(Dataset rows)
◇ ◇ ◇
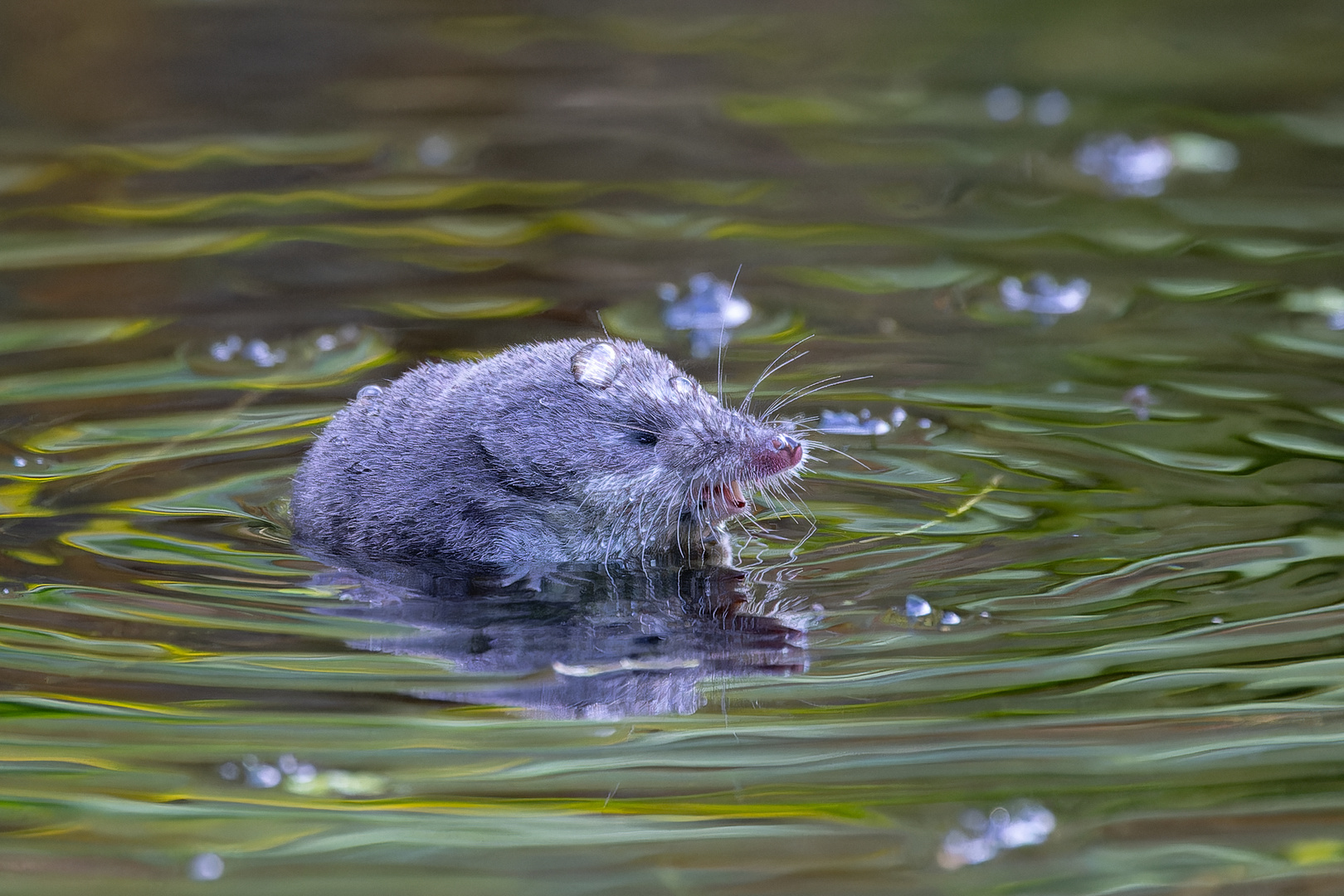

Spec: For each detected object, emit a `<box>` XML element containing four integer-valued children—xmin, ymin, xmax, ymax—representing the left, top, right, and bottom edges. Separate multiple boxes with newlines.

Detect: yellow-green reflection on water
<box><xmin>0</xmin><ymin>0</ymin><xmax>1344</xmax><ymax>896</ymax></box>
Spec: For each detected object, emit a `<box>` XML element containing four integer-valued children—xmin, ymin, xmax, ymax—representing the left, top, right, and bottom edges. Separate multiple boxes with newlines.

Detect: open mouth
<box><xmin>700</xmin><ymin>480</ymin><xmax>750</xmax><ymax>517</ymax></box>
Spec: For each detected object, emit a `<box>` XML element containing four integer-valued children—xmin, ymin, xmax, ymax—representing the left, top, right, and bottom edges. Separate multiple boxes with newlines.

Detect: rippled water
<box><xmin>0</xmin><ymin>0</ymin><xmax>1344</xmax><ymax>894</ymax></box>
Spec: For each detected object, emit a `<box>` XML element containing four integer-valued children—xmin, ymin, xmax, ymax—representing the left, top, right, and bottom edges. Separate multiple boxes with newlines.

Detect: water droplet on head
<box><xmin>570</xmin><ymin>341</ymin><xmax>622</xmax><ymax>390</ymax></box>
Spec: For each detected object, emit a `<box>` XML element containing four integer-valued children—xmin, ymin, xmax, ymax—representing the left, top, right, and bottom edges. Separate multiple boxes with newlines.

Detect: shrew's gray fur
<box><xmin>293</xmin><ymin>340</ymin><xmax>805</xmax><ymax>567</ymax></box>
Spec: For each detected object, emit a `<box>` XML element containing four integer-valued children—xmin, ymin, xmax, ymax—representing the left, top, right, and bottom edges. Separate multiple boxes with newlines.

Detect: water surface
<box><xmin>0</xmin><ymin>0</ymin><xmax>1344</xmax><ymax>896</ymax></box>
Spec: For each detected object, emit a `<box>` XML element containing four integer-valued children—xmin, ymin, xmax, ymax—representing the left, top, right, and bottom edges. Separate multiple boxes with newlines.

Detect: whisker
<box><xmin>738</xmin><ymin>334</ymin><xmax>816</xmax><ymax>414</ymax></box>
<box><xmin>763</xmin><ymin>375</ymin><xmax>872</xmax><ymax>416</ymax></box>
◇ ◇ ◇
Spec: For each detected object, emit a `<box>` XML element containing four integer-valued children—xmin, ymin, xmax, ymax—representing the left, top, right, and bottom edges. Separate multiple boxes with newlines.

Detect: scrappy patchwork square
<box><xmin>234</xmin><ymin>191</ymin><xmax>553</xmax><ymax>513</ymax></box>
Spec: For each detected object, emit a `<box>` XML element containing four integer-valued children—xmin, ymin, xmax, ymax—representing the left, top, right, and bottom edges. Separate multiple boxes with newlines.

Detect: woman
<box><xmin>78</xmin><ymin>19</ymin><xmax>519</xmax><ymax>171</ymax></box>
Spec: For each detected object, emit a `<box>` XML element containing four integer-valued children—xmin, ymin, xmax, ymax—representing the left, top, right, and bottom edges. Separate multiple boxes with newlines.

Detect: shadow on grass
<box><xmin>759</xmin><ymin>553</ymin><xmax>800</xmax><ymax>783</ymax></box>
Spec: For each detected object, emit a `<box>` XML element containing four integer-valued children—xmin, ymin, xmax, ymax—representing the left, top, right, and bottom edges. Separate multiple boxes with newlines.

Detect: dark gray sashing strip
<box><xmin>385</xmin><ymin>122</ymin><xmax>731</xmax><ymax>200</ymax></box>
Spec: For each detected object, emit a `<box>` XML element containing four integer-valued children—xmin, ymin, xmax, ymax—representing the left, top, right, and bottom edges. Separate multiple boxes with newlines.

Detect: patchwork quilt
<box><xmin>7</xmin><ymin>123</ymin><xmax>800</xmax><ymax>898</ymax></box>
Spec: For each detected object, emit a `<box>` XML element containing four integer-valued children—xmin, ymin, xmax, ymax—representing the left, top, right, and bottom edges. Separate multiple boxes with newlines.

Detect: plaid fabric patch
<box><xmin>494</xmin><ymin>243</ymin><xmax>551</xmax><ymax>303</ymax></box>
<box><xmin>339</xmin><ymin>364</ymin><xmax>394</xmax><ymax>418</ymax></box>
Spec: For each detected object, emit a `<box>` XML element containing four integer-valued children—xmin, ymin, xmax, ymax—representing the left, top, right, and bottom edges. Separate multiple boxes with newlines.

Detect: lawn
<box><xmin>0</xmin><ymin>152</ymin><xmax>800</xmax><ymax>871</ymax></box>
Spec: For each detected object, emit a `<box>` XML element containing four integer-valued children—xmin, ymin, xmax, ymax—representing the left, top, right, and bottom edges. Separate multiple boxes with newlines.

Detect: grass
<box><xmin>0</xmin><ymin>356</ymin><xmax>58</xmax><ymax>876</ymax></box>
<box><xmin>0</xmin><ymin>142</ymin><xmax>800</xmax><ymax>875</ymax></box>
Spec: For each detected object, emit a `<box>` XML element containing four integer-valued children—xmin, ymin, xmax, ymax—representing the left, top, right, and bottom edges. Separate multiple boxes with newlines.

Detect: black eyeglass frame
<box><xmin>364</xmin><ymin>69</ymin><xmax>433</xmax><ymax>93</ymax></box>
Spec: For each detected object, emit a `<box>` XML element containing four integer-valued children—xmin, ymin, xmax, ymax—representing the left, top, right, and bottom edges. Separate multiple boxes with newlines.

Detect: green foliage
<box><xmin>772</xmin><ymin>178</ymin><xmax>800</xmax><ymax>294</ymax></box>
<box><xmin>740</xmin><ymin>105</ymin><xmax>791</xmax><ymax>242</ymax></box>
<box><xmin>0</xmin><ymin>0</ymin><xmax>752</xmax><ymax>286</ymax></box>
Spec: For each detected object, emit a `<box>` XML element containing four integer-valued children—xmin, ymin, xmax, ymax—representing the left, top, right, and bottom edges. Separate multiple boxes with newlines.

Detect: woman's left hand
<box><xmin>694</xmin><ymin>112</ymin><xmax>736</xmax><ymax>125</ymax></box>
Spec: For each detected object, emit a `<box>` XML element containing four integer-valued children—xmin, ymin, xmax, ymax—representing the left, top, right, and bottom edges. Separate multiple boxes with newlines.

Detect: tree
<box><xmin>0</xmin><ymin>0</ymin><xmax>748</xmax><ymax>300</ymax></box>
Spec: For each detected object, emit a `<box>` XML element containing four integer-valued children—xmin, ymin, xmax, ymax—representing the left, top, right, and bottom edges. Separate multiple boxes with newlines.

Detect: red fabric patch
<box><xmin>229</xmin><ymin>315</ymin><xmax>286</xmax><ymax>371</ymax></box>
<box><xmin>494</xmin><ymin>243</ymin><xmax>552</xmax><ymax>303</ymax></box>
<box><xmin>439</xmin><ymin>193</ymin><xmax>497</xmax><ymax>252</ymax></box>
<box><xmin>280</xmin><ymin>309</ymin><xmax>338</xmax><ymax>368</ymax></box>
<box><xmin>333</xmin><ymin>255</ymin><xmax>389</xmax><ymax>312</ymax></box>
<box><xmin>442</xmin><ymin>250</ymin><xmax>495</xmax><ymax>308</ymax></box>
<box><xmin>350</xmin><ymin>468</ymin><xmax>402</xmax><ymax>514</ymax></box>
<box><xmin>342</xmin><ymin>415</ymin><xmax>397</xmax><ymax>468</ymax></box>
◇ ◇ ◇
**What to produce**
From the items above, copy out each line that contains the word "gray". Matching is case-sensitive.

**Result of this exercise**
Detect: shrew's gray fur
Detect: dark gray sashing strip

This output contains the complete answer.